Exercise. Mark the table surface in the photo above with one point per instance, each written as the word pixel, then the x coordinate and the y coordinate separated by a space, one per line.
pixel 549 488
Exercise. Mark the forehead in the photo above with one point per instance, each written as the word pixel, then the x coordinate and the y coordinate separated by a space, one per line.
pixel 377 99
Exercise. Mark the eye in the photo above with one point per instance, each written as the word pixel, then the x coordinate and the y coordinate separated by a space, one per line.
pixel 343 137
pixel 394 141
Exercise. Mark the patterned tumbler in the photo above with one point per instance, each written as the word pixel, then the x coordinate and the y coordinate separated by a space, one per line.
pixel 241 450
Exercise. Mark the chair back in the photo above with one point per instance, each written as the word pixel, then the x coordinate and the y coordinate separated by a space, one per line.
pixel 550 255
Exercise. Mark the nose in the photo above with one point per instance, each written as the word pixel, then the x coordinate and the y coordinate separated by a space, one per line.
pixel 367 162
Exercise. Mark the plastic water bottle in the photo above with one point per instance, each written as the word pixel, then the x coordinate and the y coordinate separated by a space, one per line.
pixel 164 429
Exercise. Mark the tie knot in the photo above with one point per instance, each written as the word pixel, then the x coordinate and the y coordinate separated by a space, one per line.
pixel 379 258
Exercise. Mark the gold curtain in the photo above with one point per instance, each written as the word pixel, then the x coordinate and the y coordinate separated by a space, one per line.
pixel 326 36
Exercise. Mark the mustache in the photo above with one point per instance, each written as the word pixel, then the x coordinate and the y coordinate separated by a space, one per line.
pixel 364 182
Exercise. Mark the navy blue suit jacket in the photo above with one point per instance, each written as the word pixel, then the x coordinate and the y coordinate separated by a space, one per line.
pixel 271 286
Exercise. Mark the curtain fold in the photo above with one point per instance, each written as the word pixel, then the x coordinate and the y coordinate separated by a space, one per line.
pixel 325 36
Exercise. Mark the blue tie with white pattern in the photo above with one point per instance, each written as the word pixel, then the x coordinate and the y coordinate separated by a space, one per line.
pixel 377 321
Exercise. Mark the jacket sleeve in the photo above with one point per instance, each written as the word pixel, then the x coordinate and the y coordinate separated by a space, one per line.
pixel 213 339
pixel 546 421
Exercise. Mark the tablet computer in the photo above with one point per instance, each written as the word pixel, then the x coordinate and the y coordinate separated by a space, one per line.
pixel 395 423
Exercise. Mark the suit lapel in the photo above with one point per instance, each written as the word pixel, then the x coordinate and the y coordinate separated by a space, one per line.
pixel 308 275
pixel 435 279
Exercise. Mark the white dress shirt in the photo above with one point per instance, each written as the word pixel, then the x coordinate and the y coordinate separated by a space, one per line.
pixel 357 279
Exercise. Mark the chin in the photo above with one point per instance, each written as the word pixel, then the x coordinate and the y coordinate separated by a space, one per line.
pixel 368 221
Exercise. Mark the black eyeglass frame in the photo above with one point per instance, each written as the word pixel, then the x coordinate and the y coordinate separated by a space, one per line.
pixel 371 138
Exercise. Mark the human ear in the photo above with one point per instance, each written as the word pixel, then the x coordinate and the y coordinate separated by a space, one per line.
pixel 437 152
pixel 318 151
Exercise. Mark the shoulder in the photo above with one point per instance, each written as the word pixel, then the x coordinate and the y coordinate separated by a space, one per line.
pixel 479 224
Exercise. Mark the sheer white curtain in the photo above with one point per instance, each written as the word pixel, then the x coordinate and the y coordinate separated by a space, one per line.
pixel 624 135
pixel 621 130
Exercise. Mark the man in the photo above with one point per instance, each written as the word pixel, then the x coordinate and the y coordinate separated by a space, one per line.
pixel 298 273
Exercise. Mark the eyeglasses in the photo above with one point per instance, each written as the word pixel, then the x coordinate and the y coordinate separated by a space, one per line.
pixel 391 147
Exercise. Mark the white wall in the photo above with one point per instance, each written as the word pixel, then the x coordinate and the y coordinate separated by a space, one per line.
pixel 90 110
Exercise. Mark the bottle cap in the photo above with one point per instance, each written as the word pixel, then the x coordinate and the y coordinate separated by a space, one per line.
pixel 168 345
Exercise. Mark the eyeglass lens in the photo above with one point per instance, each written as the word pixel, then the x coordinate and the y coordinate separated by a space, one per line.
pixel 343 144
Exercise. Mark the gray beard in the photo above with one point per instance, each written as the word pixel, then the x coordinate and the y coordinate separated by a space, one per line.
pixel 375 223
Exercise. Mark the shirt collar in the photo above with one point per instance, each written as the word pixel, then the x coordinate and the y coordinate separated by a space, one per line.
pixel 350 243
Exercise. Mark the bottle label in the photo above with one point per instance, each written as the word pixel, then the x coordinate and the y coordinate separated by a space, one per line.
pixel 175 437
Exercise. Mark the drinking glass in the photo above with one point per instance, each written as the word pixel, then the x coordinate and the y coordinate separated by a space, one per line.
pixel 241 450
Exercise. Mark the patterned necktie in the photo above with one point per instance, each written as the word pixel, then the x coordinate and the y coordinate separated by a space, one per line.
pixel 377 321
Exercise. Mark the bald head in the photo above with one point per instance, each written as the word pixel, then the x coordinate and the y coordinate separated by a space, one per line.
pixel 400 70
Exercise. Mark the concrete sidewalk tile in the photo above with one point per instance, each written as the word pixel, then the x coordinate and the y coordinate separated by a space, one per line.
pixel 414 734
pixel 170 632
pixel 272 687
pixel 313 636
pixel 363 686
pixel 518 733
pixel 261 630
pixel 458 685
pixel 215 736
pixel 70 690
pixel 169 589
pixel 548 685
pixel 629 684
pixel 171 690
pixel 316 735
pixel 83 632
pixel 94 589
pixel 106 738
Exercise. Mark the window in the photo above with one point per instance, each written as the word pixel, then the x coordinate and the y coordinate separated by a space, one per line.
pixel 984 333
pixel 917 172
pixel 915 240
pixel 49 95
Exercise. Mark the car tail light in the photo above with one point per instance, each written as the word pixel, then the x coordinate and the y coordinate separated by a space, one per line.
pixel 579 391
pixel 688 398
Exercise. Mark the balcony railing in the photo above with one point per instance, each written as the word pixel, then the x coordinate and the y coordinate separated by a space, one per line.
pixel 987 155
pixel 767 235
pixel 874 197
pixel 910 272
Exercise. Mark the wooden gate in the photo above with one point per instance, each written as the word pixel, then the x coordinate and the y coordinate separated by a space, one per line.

= = = =

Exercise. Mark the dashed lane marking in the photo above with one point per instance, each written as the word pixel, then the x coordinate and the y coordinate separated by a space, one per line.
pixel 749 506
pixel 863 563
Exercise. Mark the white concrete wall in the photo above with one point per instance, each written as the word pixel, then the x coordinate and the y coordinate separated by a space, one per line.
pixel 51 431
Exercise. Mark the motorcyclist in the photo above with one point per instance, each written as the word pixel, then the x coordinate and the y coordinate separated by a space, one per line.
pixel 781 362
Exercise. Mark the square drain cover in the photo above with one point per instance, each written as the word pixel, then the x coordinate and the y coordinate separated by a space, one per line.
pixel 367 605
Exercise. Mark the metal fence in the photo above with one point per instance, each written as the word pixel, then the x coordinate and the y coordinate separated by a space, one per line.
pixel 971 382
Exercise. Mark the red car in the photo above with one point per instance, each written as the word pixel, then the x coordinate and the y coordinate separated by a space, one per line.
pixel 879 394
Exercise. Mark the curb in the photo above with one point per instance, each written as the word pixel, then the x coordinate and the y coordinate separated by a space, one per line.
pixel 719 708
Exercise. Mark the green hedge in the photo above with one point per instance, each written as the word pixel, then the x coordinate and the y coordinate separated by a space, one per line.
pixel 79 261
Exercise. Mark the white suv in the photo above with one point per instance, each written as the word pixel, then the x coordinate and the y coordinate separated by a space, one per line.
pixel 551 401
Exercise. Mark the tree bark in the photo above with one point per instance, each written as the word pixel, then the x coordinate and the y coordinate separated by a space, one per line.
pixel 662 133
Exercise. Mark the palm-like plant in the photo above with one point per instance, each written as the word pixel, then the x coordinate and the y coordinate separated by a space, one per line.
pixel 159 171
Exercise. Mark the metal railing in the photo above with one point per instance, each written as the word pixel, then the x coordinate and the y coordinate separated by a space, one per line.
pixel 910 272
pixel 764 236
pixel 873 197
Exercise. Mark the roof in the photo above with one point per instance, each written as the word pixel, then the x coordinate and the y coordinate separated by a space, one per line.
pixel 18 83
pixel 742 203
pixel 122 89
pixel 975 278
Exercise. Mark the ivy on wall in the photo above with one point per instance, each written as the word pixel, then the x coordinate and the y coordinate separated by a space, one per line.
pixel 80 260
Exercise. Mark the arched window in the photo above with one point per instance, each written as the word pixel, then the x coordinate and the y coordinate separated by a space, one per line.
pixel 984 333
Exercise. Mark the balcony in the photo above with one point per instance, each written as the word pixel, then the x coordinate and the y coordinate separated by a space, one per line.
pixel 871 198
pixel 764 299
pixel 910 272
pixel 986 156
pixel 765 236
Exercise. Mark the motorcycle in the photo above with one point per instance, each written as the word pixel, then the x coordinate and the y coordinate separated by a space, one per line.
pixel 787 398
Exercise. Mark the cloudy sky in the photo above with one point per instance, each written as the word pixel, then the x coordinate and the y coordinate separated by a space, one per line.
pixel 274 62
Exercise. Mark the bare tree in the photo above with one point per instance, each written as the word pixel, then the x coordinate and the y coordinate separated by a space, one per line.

= = = =

### Work instructions
Retype the records above, but only those lines that fall between the line containing "Exercise. Mark the concrete" and the line containing "Exercise. Mark the wooden", with both of those lines included, exactly as written.

### Solved problem
Exercise. Mark the concrete sidewalk tile in the photo above with one point per instance, each written as the word pixel, then the x coordinate and the y coordinate separated by a space, one per line.
pixel 414 734
pixel 170 632
pixel 272 687
pixel 313 636
pixel 363 686
pixel 518 733
pixel 261 630
pixel 458 685
pixel 215 736
pixel 70 690
pixel 169 589
pixel 548 685
pixel 629 684
pixel 171 690
pixel 316 735
pixel 83 632
pixel 94 589
pixel 106 738
Exercise. Mark the window in the photo above with one point per instance, each written as the word pixel, then the x coordinate and the y coordinate separated by a space, one per line.
pixel 984 333
pixel 917 172
pixel 915 240
pixel 49 95
Exercise. Mark the car tail light in the photo above with one point per instance, each written as the word pixel, then the x coordinate and the y coordinate separated by a space, one per line.
pixel 579 391
pixel 688 398
Exercise. Mark the balcony railing in the photo above with one point per instance, each written as the word pixel, then the x coordinate and the y coordinate separated by a space, one per line.
pixel 987 155
pixel 767 235
pixel 874 197
pixel 910 272
Exercise. Mark the wooden gate in the photo above with one point per instance, each written as the word pixel, then the x coordinate and the y coordinate separated by a space, one per line.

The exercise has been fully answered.